§ **本文**
+++++

説明

タービンエンジンの冷却を促進するシステム及びガスタービンエンジン

【課題】ガスタービンエンジンに関し、より詳細には、一体化されたタービンノズル及びシュラウド組立体を冷却するための方法及びシステムを提供する。
【解決手段】エンジン組立体はノズル組立体を含み、このノズル組立体は、内側バンドと、冷却流体を傾斜放出角αで配向するように構成された複数の冷却孔508を有する後方フランジ504及び半径方向内表面522を含む外側バンド183と、内側バンド及び外側バンド間で延びる少なくとも1つの翼形ベーン510とを備える。 また、シュラウド内表面138とシュラウド組立体前縁133とを含むシュラウド組立体110を更に備えることもできる。シュラウド組立体前縁が、外側バンド183後方フランジ504とシュラウド組立体前縁との間に定められたギャップ182の中心線555に対して傾斜角度βで冷却空気を放出するように構成された複数の冷却孔181を含むことができる。

+++++

§ **実施する課題**
1) 次の (a)〜(c) がタービンエンジン冷却の本文の記述と一致するかどうかを、それぞれ「はい」または「いいえ」で答え、判断の根拠となる本文の語句をそのまま引用してください。
(a) 外側バンドの後方フランジには、冷却流体を傾斜放出角αで配向する複数の冷却孔がある。
(b) 翼形ベーンは、外側バンドとシュラウド組立体との間で延びている。
(c) シュラウド組立体前縁の冷却孔は、ギャップの中心線に対して傾斜角度βで冷却空気を放出するよう構成されうる。
2) タービンエンジン冷却の本文を、最後の文の次から書き継いでください。
これに続く各行は、タービンエンジン冷却の本文とは別の資料です。

+++++

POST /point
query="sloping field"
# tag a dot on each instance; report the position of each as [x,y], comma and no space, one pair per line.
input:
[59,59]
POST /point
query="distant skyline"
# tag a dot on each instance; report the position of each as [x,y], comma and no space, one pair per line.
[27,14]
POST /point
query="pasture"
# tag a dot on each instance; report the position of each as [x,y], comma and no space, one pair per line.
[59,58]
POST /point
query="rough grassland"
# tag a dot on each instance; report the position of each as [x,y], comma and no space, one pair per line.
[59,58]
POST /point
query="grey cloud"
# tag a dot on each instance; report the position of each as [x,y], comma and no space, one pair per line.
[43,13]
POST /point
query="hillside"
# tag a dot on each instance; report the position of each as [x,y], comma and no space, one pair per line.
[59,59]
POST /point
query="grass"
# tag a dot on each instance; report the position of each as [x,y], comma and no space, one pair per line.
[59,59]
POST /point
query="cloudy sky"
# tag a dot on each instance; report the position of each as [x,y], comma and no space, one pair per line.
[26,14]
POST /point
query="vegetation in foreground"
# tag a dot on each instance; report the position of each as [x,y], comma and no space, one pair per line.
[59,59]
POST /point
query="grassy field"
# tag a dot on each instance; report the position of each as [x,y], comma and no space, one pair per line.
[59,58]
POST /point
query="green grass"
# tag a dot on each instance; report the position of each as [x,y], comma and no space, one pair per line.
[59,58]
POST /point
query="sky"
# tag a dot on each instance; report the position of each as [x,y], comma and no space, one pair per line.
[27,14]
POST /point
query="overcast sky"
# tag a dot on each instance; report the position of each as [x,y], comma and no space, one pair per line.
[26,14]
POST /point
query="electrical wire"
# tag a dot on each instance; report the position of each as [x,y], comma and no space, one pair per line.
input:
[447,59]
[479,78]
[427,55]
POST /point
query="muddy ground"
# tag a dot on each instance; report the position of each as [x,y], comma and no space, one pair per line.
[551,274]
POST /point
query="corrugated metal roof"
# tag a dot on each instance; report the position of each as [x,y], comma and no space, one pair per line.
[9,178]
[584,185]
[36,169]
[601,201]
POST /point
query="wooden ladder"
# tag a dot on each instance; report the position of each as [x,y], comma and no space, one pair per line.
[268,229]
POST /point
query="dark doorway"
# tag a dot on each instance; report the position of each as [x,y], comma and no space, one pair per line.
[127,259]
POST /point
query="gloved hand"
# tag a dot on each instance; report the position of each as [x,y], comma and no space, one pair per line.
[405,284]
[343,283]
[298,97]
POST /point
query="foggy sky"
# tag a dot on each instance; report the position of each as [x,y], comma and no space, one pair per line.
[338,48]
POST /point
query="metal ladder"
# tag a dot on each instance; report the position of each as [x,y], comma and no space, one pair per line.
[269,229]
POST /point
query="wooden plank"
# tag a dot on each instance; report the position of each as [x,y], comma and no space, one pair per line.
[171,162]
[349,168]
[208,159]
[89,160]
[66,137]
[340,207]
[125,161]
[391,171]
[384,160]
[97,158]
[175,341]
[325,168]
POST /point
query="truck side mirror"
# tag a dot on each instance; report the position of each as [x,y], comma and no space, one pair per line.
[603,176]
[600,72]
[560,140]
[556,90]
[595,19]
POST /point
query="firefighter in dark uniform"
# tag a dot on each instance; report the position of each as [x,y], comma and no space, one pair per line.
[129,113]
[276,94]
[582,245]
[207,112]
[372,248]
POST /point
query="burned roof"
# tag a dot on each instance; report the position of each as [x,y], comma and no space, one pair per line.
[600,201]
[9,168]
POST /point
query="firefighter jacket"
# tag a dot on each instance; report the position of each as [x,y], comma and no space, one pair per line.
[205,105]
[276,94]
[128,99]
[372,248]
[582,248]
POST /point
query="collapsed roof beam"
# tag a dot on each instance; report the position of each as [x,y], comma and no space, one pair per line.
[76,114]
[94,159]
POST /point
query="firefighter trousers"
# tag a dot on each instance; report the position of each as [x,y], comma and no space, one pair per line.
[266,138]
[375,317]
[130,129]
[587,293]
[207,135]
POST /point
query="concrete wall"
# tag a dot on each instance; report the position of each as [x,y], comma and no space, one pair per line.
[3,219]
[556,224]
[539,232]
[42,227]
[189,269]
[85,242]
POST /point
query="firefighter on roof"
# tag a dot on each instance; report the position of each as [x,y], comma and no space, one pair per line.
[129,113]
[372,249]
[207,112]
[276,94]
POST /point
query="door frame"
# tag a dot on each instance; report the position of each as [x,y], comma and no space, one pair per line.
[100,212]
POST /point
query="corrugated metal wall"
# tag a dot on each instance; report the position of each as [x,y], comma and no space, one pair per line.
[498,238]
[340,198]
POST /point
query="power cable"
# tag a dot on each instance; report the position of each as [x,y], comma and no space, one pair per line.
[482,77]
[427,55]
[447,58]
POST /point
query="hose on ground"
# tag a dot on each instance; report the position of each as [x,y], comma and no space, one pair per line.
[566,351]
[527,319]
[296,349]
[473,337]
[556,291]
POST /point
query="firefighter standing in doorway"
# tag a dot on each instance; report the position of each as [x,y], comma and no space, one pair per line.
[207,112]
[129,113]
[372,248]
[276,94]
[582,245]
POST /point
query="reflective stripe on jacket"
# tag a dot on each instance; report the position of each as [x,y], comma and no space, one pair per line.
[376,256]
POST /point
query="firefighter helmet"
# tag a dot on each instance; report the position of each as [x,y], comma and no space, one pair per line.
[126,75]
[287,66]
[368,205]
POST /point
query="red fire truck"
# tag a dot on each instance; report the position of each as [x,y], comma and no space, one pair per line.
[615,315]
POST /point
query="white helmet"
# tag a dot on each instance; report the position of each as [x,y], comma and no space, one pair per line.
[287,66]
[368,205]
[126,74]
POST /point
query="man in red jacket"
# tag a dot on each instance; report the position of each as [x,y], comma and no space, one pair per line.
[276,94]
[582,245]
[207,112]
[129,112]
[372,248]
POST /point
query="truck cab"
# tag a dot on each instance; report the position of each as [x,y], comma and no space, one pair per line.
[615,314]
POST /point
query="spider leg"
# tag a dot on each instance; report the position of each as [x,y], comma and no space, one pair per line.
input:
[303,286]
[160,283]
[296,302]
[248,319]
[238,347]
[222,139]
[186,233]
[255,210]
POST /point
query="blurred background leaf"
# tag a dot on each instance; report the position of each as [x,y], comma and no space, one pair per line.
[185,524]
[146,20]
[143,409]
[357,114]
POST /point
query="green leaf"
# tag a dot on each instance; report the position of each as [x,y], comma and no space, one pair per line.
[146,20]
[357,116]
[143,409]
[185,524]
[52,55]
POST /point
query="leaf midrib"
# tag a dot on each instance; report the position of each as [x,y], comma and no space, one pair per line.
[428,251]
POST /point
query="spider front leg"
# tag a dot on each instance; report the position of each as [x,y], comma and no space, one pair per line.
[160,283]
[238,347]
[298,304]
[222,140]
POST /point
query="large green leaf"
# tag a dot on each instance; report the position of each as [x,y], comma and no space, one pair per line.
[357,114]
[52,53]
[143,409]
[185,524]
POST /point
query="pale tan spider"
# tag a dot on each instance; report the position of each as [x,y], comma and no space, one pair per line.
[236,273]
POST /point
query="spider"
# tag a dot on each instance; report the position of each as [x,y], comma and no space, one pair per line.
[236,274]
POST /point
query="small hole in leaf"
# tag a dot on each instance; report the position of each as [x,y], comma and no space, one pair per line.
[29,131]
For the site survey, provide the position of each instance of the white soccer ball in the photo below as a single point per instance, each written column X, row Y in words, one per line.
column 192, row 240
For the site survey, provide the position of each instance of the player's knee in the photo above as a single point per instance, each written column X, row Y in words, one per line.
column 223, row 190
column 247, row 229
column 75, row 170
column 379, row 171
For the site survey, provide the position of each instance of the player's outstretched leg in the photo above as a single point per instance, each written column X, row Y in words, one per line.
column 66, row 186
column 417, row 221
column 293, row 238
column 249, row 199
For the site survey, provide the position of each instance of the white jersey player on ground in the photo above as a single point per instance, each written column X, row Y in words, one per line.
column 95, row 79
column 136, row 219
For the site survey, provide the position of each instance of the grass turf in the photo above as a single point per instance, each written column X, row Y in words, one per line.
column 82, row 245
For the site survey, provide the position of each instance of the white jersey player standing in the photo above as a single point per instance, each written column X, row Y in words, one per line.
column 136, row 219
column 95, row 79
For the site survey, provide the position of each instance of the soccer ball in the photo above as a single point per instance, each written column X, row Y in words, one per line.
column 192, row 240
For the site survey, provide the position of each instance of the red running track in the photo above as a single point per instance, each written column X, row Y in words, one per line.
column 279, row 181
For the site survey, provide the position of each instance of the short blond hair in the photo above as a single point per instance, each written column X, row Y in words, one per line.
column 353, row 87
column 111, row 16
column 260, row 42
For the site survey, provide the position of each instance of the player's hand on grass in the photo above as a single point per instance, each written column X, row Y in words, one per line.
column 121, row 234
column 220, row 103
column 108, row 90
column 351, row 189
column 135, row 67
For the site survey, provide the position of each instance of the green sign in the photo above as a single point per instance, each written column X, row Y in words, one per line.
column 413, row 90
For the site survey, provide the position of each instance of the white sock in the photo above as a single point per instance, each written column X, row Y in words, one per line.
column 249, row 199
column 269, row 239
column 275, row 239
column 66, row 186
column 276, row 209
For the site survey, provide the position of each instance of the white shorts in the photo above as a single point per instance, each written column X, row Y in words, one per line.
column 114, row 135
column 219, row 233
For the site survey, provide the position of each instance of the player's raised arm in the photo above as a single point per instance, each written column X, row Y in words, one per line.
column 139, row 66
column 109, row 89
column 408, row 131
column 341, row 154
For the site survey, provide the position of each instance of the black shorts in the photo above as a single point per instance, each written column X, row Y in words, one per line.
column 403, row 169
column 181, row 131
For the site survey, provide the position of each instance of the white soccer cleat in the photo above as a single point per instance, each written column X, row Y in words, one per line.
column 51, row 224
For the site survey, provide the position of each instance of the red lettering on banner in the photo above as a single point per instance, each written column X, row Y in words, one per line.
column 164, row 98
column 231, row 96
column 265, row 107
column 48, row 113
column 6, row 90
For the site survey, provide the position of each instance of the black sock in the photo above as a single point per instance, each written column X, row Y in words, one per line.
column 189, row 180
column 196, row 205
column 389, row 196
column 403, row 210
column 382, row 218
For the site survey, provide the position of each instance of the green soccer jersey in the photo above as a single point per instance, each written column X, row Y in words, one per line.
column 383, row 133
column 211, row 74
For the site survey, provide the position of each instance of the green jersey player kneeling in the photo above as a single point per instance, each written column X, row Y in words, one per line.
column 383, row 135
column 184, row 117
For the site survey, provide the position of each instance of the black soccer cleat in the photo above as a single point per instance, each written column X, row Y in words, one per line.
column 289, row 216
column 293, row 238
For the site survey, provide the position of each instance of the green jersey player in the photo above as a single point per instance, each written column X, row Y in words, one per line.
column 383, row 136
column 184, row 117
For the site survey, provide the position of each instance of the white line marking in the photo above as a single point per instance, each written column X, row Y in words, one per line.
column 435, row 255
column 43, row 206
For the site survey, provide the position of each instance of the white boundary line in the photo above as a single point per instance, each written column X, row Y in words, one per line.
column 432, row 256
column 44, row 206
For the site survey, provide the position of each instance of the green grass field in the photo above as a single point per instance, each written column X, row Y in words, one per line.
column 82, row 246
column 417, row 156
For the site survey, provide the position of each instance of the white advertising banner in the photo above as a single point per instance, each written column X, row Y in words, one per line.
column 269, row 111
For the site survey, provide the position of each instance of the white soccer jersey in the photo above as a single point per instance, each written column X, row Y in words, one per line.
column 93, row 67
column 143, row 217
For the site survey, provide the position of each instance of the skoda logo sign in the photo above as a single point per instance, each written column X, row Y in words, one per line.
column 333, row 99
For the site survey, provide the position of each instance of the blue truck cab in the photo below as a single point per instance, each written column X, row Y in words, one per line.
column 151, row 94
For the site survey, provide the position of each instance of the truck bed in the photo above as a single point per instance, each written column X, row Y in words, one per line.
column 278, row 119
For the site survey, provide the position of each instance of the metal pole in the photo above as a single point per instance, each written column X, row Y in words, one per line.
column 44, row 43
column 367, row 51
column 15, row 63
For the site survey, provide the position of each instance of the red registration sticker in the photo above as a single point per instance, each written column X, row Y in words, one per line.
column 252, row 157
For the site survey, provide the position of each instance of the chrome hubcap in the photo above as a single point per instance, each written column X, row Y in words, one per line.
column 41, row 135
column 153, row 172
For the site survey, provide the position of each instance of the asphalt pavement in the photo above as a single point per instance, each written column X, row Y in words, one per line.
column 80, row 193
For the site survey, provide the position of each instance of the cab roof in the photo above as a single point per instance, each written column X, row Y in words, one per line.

+++++

§ **課題別の回答**
1)
(a) はい。「冷却流体を傾斜放出角αで配向するように構成された複数の冷却孔508を有する後方フランジ504」
(b) いいえ。「内側バンド及び外側バンド間で延びる少なくとも1つの翼形ベーン510」
(c) はい。「ギャップ182の中心線555に対して傾斜角度βで冷却空気を放出するように構成された複数の冷却孔181を含むことができる」

2)
【発明の詳細な説明】
【技術分野】
【0001】
本発明は、一般にガスタービンエンジンに関し、より詳細には、一体化されたタービンノズル及びシュラウド組立体を冷却するための方法及びシステムに関する。
【背景技術】
【0002】
ガスタービンエンジンの効率を高める1つの公知の方法では、タービン作動温度を高めることが必要とされる。しかしながら、作動温度が高くなると、特定のエンジン構成部品の熱限界を超える可能性があり、結果として耐用年数の短縮及び/又は材料破壊を生じることになる。更に、構成部品の熱膨張及び熱収縮が増大すると、構成部品の間隙及び/又は嵌合関係に悪影響を及ぼす可能性がある。その結果、従来型の冷却システムは、このような構成部品の冷却を促進して、高温の作動温度に曝されたときの潜在的に損傷をもたらす結果となるのを回避するためにスタービンエンジン内に組み込まれてきた。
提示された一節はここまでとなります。